### Exercise instructions
Please retype the part of the text on ear infection treatment below, starting with "Now down to" and going on through "it would cost.".

### Text block
※ ※ ※

Make sure you have a read of these
http://www.guinealynx.info/dangerous_medications.html
http://www.guinealynx.info/antibiotics.html
http://www.guinealynx.info/antibiotic_advice.html
http://www.guinealynx.info/probiotics.html

Now down to cost, in my experience the cost for treatment for an ear infection was consultation fee (varies vet-to-vet but for me this was $50) plus one course of antibiotics (once again this can vary but I paid $25, so overall $75), you are best off calling the vet before you take her and ask roughly how much it would cost.

In my case my boy was also acting normal except for a head tilt, he also was scratching his ear very frequently and he absolutely did not want me to touch his ear at all (this last symptom is uncommon though). When I noticed this I got him into the vet the next day, they looked into his ear and took a wax sample. My boy showed discomfort when his ear was touched so the vet couldn't get a good look into it but was convinced it was an outer ear infection, she prescribed ear drops (which for reference would have no affect on an inner ear infection for which you would need an oral anti-biotic). I had to put the drops in three times a day for two weeks, but as the anti-biotic was not oral I did not give a pro-biotic. He absolutely hated it and held a grudge for well over a month after treatment stopped, he made a full recovery and finally let me pat his ears again after winning back his heart with copious amounts of bribery.

bpatters
01-01-15, 09:36 am
The quicker she sees the vet, the more likely it is that the head tilt can be corrected. It's a classic sign of an ear infection, and the more well-established the infection becomes, the harder it is to clear up.

※ ※ ※

### Material provided
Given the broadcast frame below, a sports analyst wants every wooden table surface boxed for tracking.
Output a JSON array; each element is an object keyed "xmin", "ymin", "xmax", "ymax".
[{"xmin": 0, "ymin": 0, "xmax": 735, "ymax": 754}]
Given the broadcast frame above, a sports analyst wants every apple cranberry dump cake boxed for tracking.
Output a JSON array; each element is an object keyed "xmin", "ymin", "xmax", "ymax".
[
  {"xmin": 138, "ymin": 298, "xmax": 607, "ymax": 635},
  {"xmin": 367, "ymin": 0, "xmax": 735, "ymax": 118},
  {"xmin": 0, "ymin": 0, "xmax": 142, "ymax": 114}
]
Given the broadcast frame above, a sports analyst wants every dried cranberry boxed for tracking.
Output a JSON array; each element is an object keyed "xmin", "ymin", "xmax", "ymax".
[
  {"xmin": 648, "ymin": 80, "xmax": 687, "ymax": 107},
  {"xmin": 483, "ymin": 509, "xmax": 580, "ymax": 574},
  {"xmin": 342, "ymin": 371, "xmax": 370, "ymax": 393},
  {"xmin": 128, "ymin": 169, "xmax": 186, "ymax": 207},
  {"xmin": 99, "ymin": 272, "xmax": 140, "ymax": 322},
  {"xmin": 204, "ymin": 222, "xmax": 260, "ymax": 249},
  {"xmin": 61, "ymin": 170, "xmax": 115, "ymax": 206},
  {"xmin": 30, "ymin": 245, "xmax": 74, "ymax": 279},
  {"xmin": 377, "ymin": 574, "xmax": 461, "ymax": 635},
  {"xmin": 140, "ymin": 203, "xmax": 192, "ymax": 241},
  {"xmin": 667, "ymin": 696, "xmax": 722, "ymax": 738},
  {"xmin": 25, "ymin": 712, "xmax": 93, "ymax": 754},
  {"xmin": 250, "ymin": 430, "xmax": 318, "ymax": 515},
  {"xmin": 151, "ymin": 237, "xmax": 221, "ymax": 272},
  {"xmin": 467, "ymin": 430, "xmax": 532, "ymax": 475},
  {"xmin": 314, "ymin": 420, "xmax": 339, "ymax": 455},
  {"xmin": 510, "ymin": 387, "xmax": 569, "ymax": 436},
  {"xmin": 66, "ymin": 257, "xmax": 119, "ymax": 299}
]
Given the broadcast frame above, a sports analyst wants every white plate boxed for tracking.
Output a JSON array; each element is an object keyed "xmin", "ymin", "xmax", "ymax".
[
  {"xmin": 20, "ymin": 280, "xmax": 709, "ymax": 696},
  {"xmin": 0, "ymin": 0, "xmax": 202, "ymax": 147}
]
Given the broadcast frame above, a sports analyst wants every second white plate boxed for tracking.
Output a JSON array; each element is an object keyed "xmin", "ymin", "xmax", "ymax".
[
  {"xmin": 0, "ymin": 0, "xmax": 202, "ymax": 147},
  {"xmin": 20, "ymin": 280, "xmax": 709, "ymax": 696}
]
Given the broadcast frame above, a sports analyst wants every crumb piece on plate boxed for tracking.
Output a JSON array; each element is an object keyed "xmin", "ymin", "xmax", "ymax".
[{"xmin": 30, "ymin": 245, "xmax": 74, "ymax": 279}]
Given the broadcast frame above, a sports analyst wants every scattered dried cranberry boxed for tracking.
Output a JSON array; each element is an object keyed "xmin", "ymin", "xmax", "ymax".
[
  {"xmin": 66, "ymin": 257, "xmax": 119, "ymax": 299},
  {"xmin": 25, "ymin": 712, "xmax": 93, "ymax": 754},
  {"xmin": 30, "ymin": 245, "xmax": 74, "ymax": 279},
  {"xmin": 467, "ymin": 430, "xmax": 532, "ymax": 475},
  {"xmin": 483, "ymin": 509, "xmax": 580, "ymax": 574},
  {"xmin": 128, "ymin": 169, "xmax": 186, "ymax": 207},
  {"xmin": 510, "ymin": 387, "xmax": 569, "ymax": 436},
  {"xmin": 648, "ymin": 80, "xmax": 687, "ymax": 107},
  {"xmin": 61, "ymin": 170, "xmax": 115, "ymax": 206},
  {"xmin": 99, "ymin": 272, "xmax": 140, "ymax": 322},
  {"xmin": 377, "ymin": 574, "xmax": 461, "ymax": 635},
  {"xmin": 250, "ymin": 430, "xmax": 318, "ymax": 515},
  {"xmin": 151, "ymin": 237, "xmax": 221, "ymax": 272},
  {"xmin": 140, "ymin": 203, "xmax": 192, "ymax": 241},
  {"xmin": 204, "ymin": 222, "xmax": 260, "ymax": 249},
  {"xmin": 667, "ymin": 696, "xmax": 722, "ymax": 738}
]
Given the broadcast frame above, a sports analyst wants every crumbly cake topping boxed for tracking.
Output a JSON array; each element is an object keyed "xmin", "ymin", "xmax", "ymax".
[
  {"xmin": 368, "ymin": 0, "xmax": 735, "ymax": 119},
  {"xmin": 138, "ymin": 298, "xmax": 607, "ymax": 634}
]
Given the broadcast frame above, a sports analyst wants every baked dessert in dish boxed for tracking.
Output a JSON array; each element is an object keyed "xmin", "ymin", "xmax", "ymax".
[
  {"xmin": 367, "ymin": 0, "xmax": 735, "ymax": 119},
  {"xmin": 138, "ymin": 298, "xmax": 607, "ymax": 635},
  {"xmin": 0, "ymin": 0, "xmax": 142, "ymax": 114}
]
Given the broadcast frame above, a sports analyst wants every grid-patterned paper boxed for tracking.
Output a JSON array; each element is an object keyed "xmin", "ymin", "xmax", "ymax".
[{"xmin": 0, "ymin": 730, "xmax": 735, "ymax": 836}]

※ ※ ※

### Answer to the problem
Now down to cost, in my experience the cost for treatment for an ear infection was consultation fee (varies vet-to-vet but for me this was $50) plus one course of antibiotics (once again this can vary but I paid $25, so overall $75), you are best off calling the vet before you take her and ask roughly how much it would cost.